## TASK INPUT:
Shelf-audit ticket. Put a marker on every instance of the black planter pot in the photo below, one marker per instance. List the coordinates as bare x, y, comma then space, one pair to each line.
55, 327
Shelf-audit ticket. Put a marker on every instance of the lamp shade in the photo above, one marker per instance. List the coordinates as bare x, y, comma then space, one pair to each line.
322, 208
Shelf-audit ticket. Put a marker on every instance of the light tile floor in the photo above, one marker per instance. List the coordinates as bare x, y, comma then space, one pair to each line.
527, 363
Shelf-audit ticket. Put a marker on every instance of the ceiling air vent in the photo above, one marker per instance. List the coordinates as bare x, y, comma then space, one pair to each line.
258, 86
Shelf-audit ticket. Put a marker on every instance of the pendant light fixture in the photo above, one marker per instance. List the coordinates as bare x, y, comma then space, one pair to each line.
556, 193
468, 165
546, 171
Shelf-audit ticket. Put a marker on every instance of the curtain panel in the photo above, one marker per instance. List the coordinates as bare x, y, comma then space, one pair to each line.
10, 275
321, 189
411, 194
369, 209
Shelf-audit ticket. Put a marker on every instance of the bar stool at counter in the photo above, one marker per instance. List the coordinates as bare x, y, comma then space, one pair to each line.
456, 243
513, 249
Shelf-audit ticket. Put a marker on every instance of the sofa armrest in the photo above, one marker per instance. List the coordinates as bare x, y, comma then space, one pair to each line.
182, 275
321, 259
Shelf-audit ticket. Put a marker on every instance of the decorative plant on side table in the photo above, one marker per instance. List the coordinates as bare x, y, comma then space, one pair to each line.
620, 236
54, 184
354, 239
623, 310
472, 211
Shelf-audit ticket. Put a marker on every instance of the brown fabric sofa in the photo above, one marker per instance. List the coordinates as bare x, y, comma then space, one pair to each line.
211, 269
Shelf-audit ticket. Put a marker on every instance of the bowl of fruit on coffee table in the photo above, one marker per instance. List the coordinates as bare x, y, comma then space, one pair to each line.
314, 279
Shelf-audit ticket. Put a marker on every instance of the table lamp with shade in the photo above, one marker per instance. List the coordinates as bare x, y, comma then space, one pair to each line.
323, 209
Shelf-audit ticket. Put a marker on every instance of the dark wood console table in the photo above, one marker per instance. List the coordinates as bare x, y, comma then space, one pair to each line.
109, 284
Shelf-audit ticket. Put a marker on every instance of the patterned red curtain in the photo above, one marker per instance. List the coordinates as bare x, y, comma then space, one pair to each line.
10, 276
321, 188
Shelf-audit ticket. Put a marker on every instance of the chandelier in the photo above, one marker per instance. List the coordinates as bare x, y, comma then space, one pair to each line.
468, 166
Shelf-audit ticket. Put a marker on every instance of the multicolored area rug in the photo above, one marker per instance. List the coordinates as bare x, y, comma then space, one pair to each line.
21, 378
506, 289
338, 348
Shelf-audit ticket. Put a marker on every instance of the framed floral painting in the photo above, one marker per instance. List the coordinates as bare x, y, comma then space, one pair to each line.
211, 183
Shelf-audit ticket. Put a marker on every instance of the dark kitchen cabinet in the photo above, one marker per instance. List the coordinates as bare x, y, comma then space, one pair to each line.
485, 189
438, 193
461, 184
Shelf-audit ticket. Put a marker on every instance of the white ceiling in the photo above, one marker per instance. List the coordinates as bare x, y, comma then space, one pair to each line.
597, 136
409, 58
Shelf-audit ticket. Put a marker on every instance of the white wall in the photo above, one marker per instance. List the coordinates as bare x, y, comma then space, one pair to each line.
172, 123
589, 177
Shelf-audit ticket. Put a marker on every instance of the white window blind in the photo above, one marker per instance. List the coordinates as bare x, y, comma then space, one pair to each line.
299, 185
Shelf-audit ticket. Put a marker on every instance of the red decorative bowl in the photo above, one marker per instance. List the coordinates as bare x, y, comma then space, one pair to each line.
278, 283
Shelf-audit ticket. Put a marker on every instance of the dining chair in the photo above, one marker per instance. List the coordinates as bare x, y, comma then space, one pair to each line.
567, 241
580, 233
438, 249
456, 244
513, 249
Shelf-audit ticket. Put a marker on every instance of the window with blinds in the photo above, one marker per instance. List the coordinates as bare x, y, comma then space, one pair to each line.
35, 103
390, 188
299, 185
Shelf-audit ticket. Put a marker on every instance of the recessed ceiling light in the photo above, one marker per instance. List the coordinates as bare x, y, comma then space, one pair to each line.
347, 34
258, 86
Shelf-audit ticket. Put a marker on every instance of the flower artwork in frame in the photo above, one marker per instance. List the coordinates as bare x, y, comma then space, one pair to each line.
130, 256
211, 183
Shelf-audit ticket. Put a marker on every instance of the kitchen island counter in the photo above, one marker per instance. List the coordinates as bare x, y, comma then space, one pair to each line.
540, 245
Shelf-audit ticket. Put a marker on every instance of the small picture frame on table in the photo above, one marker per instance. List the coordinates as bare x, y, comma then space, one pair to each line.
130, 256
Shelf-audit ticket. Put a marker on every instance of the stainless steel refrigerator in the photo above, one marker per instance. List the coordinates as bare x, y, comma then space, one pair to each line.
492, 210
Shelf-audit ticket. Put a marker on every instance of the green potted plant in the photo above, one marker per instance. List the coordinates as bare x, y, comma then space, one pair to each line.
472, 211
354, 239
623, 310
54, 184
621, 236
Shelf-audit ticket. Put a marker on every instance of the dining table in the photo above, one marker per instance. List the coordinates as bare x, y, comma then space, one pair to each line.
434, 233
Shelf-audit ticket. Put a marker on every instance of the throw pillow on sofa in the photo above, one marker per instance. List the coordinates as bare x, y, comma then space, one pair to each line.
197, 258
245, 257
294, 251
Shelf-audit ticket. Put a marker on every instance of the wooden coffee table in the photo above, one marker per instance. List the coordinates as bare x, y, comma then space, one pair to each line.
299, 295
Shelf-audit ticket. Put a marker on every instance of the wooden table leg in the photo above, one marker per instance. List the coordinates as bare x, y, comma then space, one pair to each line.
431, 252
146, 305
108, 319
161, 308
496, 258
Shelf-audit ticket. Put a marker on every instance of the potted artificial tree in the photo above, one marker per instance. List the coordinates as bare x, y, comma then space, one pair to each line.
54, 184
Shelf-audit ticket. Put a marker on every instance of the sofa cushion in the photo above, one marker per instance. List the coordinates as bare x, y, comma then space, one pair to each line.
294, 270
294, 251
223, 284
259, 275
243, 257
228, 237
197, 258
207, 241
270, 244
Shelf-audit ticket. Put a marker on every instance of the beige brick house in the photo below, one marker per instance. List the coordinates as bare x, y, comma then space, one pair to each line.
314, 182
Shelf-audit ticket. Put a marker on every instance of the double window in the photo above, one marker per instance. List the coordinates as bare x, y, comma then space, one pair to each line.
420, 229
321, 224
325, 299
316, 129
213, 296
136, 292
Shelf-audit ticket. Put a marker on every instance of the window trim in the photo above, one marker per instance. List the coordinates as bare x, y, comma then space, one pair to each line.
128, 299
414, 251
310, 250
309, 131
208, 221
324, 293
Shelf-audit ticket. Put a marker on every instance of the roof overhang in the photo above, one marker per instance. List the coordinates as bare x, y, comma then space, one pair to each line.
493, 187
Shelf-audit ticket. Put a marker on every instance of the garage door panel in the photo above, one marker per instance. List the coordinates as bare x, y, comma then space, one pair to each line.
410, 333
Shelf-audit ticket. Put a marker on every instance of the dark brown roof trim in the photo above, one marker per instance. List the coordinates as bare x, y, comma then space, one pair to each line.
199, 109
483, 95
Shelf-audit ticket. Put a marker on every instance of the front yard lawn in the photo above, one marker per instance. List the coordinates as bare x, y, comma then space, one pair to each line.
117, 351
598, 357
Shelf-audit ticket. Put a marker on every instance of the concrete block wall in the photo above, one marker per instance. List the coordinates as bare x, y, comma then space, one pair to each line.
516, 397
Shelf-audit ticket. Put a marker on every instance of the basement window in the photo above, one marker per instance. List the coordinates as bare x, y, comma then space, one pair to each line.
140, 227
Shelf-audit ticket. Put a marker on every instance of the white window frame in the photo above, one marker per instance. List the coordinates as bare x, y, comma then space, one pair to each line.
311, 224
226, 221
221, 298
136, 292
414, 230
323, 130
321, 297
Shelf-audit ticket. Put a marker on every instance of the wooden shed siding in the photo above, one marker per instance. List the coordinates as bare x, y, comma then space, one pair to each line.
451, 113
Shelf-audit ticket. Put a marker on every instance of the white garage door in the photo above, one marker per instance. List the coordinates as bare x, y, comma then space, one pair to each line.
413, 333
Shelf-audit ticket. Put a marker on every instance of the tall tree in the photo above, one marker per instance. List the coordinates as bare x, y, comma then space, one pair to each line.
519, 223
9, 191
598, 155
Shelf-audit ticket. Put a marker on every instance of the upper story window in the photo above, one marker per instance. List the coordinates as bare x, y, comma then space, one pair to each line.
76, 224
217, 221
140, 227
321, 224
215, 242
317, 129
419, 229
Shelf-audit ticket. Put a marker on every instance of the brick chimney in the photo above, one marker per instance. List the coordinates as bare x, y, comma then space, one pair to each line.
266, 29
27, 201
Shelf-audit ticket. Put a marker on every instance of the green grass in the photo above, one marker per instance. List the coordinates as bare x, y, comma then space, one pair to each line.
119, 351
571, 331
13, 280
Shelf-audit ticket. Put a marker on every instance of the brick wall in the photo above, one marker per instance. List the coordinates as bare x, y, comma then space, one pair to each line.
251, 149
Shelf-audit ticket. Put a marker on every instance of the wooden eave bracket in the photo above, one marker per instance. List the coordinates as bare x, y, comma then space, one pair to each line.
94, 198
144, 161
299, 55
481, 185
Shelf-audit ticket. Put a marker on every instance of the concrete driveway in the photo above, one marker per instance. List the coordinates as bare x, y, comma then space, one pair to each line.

## STATED TASK:
Restate the final lines of the listing above word for word, beginning at the line that contains "the brick chimney".

## EXPECTED OUTPUT:
Shelf-audit ticket. Put a marker on every instance of the brick chimney in the photo above, one marker per instance. List the coordinates as bare x, y, comma then space, one pair to each line.
266, 29
27, 201
Shelf-audit ticket. Put a marker on every instance of the green grass in the photo above, one marker per instance. List the coordinates as bare x, y, comma then space, one pair to each line.
119, 351
571, 331
13, 280
Shelf-audit ticket. Put a marker on every instance of the brick wall in the photo above, one marker per instance. List the coordinates as bare x, y, comma then space, one pair to each line.
251, 149
Shelf-audit ticket. Put a marker on every instance of the wooden eave bracket in the photo above, one marker per instance. List the coordinates as bare x, y, comma then space, one pair to each line.
94, 198
144, 161
299, 55
481, 185
Shelf-audit ticket. Put a marker on every instance of the concrete driveway in the photo above, one marker per instance. List the coordinates as bare x, y, comma then space, one pair to each line.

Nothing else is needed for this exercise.